[Referring expression grounding data]
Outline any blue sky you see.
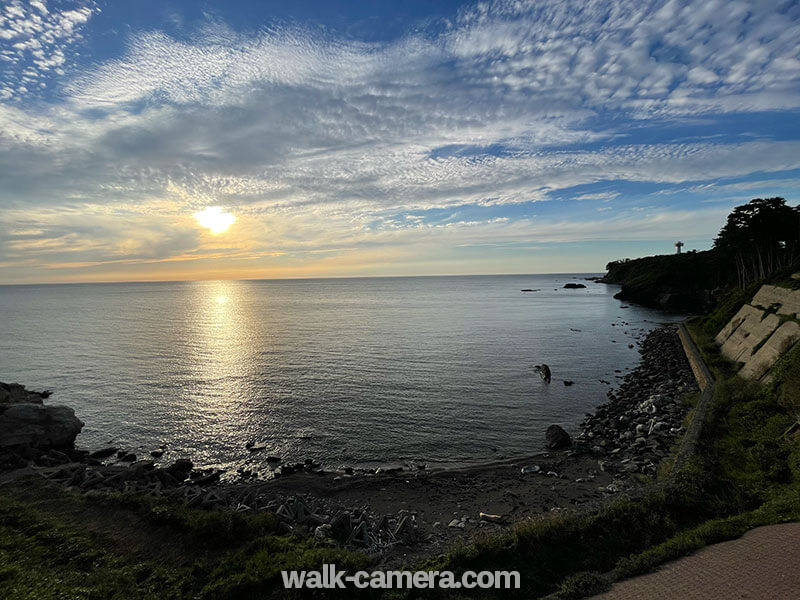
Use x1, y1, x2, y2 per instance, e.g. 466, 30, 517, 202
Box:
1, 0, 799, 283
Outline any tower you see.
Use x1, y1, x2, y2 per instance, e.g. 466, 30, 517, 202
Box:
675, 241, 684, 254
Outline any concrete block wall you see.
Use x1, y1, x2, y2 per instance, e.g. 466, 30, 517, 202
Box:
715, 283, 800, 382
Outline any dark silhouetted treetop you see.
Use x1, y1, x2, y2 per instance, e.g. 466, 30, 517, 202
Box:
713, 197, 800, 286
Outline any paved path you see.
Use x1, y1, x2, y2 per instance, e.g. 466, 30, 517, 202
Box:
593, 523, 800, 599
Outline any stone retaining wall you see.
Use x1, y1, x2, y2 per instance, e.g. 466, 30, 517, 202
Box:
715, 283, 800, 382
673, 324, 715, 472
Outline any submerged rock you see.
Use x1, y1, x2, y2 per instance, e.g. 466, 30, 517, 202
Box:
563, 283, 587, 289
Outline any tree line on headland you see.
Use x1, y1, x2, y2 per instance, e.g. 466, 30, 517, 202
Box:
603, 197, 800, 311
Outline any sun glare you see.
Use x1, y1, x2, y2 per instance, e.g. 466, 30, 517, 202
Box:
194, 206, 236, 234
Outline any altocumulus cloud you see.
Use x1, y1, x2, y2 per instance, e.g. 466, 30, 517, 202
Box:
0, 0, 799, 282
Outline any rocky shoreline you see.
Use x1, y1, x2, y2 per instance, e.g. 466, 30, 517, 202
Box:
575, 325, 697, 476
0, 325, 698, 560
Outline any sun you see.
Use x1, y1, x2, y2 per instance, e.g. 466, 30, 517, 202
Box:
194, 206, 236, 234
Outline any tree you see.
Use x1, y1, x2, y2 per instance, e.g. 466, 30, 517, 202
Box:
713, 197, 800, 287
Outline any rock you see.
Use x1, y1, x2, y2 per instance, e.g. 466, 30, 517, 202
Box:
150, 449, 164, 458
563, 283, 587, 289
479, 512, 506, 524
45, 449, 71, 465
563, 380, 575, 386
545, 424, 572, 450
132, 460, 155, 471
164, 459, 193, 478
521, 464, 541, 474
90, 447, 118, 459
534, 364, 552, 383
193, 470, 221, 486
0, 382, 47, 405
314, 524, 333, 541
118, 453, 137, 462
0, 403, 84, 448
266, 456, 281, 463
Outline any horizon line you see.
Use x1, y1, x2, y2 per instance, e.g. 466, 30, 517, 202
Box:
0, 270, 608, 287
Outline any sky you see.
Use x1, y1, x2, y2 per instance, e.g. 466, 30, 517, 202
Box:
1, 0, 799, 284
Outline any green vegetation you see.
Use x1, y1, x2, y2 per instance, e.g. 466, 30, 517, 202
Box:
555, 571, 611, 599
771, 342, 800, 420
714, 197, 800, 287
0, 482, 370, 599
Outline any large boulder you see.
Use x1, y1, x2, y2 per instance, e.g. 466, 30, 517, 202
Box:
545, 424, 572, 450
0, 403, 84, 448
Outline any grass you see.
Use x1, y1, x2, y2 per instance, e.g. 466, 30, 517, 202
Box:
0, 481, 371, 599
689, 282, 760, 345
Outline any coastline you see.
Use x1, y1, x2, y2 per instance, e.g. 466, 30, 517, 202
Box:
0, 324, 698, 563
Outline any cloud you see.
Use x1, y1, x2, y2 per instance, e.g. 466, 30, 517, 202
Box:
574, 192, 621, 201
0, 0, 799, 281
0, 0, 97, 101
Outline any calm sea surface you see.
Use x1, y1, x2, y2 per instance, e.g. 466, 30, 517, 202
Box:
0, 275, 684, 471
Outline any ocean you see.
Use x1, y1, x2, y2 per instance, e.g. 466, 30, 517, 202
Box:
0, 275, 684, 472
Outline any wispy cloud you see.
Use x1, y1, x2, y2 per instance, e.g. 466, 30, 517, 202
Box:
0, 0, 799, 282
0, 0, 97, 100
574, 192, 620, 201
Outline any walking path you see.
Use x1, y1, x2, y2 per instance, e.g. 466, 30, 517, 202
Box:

PROBLEM DESCRIPTION - Which lines above run from the one containing "Outline any tree you see." to the one containing "Outline any calm sea surface you see."? Give them again exactly, both ends included.

RESULT FOR THIS TASK -
Outline any tree you see.
Use x1, y1, x2, y2 per instance, e.g. 466, 30, 517, 202
Box:
713, 197, 800, 287
Outline any rock you see.
Use x1, y1, x2, y2 per instance, e.g. 466, 30, 517, 202
Box:
150, 449, 164, 458
563, 283, 587, 289
479, 512, 506, 524
45, 449, 71, 465
563, 380, 575, 386
545, 424, 572, 450
132, 460, 155, 471
164, 459, 193, 478
521, 464, 541, 474
90, 447, 118, 459
534, 364, 552, 383
193, 470, 221, 486
0, 382, 47, 405
314, 524, 333, 541
118, 453, 137, 462
0, 403, 84, 448
266, 456, 281, 463
Outline any horizon line you see.
Use x1, y1, x2, y2 per instance, e.g. 466, 30, 517, 202
Box:
0, 270, 608, 287
Outline any sky you see.
Use x1, y1, x2, y2 per instance, e.g. 466, 30, 517, 202
Box:
1, 0, 799, 284
Outline any green vegetation you see.
Use x1, y1, x2, y2 per instance, e.g. 466, 30, 517, 202
Box:
555, 571, 611, 599
771, 342, 800, 420
714, 197, 800, 287
0, 482, 370, 599
Outline any large boulder you see.
Use x1, y1, x2, y2 per instance, e.g. 466, 30, 517, 202
Box:
545, 424, 572, 450
0, 403, 84, 448
Outline any grass you see.
Use x1, y1, x2, y2 per instance, e.g. 466, 30, 517, 202
Box:
0, 481, 371, 599
689, 282, 760, 345
Outline any coastline you see.
Use x1, y1, x2, y2 per instance, e.g. 466, 30, 517, 202
Box:
0, 324, 698, 563
Outline any cloud you see.
Use x1, y1, x2, y2 per instance, e.g. 466, 30, 517, 202
Box:
574, 192, 621, 201
0, 0, 799, 281
0, 0, 97, 101
Outline any calm sea surface you see.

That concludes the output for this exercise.